EXERCISE INSTRUCTIONS:
Go through the data and copy each line where the string "white" appears.

DATA TO EXAMINE:

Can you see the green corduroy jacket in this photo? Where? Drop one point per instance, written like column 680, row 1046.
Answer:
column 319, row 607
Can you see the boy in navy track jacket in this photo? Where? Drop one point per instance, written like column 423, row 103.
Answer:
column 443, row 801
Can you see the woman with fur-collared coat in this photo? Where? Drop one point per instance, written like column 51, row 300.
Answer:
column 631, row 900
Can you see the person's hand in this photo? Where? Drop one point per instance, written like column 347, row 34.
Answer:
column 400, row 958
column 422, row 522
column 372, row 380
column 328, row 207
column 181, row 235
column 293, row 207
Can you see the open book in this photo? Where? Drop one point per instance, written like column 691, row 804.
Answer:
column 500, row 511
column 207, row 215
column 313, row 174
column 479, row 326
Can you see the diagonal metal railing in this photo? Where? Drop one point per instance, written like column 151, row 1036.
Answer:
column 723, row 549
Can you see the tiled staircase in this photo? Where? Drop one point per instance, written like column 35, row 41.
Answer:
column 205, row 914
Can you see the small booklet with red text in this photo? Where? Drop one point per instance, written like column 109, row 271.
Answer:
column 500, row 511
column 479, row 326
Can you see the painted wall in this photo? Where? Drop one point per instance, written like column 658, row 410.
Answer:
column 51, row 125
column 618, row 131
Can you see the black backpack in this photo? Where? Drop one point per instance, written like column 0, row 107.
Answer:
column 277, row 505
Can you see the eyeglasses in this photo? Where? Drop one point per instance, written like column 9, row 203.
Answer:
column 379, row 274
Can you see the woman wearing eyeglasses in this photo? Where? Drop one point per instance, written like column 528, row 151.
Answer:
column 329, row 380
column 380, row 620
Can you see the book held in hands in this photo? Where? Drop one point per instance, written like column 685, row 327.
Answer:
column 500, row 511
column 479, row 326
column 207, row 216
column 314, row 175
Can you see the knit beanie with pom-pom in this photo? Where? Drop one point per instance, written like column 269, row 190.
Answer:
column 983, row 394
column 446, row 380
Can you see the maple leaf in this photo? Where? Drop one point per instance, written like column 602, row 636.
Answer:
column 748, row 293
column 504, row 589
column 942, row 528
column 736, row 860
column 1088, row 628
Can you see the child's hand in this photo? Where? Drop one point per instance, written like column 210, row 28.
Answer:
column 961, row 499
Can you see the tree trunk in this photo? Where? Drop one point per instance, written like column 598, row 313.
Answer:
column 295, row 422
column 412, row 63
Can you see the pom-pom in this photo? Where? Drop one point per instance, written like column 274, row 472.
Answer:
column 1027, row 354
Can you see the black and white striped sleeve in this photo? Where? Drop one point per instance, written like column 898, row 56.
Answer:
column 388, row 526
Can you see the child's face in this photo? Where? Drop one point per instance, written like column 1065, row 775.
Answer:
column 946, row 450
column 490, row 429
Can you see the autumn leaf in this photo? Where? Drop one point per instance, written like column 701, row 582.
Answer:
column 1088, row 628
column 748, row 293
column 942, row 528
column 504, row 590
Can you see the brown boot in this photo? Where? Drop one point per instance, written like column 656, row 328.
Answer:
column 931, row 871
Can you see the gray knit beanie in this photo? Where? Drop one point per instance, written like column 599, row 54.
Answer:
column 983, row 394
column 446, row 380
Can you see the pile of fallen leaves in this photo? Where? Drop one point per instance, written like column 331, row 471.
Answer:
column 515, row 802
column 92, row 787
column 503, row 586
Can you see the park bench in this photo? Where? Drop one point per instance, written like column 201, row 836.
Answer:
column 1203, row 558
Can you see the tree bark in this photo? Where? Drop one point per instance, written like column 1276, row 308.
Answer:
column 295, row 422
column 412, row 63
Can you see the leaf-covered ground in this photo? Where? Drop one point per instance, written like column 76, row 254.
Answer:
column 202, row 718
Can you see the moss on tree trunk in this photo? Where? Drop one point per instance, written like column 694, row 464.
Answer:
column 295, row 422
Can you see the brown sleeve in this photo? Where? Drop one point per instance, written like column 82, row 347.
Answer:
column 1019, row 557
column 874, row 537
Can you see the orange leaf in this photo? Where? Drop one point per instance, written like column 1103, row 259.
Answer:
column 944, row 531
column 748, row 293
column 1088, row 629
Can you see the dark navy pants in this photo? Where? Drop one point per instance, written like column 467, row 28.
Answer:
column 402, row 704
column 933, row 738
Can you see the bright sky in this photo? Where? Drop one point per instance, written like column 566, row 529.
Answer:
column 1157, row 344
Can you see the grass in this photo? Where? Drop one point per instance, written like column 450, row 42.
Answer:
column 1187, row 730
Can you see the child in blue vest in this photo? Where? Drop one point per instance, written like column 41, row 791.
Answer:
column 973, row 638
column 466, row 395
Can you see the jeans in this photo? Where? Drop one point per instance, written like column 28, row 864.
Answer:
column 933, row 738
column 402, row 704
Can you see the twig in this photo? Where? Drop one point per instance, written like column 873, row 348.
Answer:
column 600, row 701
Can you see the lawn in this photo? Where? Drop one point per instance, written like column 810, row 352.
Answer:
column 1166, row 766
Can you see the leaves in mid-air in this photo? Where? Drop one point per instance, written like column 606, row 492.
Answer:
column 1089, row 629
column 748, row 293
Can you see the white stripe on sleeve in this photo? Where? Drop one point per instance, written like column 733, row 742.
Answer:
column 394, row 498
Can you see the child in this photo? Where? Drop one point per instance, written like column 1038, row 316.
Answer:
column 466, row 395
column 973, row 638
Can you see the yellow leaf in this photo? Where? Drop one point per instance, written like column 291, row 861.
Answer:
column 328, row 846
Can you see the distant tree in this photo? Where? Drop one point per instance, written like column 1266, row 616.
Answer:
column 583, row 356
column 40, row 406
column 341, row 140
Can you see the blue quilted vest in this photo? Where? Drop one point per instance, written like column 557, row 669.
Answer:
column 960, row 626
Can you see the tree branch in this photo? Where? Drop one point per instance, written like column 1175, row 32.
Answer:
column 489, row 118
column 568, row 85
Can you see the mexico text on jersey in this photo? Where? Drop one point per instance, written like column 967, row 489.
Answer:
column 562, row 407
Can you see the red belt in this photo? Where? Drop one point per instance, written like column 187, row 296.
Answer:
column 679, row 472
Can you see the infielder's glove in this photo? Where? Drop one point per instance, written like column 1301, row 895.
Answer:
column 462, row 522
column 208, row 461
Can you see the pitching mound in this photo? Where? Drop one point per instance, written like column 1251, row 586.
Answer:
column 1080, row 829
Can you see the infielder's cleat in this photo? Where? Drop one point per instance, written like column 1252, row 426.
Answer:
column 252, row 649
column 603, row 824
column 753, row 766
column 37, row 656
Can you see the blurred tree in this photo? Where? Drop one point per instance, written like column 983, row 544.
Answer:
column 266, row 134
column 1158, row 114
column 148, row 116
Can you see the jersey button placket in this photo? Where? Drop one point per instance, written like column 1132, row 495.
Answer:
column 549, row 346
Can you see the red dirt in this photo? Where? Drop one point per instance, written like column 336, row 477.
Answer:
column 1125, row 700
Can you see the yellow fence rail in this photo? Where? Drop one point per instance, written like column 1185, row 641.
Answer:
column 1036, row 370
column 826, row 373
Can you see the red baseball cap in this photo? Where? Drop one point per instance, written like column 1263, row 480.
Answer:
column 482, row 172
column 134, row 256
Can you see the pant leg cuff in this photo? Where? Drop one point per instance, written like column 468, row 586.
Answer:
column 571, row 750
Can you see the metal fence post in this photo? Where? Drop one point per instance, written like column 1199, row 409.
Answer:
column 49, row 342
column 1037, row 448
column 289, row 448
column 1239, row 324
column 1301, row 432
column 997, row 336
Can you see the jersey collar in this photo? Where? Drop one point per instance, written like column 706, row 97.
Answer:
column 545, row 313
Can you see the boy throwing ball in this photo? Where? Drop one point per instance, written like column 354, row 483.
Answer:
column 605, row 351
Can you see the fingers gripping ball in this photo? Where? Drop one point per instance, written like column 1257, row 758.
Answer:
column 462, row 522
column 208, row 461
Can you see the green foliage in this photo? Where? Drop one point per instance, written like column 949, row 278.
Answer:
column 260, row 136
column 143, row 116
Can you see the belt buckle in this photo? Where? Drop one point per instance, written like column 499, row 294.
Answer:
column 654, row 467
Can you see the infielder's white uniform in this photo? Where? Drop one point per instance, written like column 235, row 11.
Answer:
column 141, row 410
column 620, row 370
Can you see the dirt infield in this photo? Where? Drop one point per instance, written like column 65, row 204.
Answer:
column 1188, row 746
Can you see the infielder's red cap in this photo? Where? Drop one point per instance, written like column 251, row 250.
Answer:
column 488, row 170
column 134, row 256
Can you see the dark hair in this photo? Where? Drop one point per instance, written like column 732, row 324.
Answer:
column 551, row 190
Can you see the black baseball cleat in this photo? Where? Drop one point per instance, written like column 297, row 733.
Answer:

SOLUTION BELOW:
Can you see the black and white striped sleeve in this photo? Where? Drop one point per instance, written like column 898, row 56.
Can you see the white stripe on sleeve in this photo? Where? Drop one point per instance, written like column 733, row 742.
Can you see the infielder's white uniform in this photo? Where? Drop one point per instance, written like column 235, row 11.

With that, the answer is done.